TO BE DONE - The required output is the exact sequence of lines from the line holding "Provide an outline for every instance of the pie" to the end of the records, inclusive.

EXERCISE MATERIAL -
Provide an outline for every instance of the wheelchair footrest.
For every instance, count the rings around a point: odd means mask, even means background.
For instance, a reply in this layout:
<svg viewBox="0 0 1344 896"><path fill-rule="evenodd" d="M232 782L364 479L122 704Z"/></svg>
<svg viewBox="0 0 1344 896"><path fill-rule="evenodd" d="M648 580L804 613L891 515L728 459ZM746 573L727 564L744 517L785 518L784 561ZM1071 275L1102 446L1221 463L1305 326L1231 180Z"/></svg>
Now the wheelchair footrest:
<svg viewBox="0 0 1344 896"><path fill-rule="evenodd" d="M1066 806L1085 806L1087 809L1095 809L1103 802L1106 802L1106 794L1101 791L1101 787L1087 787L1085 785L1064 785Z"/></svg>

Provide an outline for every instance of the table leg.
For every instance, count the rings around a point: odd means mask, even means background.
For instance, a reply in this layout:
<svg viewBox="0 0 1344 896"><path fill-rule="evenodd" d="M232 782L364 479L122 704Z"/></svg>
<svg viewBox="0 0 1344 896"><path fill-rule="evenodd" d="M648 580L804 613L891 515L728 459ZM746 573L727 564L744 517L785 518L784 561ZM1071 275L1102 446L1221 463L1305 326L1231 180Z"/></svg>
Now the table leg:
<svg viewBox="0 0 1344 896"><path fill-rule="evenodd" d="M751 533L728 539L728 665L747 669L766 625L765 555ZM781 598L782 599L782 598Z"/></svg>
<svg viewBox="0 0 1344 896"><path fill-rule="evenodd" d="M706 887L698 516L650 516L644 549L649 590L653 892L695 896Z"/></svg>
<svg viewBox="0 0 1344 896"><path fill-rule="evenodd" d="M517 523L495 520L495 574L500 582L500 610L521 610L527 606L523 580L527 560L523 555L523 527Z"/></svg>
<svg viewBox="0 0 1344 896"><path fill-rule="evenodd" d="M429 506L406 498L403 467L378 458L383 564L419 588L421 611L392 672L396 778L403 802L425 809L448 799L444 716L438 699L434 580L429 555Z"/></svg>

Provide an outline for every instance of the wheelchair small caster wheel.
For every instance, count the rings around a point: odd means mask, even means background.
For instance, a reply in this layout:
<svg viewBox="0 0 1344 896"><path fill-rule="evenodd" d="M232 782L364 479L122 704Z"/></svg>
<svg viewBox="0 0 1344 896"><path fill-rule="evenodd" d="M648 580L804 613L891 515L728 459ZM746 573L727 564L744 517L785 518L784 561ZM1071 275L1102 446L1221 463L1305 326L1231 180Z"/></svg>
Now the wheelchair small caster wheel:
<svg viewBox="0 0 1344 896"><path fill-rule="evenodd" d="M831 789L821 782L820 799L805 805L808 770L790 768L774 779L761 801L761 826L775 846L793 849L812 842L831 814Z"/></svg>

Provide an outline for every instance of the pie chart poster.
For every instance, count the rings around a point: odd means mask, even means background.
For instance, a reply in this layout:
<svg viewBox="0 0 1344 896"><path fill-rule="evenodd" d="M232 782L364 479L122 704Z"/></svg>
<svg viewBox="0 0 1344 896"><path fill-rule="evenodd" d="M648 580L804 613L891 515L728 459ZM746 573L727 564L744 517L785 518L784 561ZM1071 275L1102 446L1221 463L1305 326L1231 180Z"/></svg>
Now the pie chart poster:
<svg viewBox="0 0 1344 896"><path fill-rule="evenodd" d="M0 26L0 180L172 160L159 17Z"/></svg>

FINAL ANSWER -
Provide an outline for every instance of the pie chart poster.
For every instance, count the rings around a point: odd means mask, even means background.
For instance, a reply in this layout:
<svg viewBox="0 0 1344 896"><path fill-rule="evenodd" d="M232 782L364 479L122 704Z"/></svg>
<svg viewBox="0 0 1344 896"><path fill-rule="evenodd" d="M648 580L804 613L891 515L728 459ZM746 573L727 564L744 517L785 518L784 561ZM1071 275L1102 446L1221 463L1305 326L1231 180Z"/></svg>
Now the pie chart poster:
<svg viewBox="0 0 1344 896"><path fill-rule="evenodd" d="M0 26L0 180L172 160L159 17Z"/></svg>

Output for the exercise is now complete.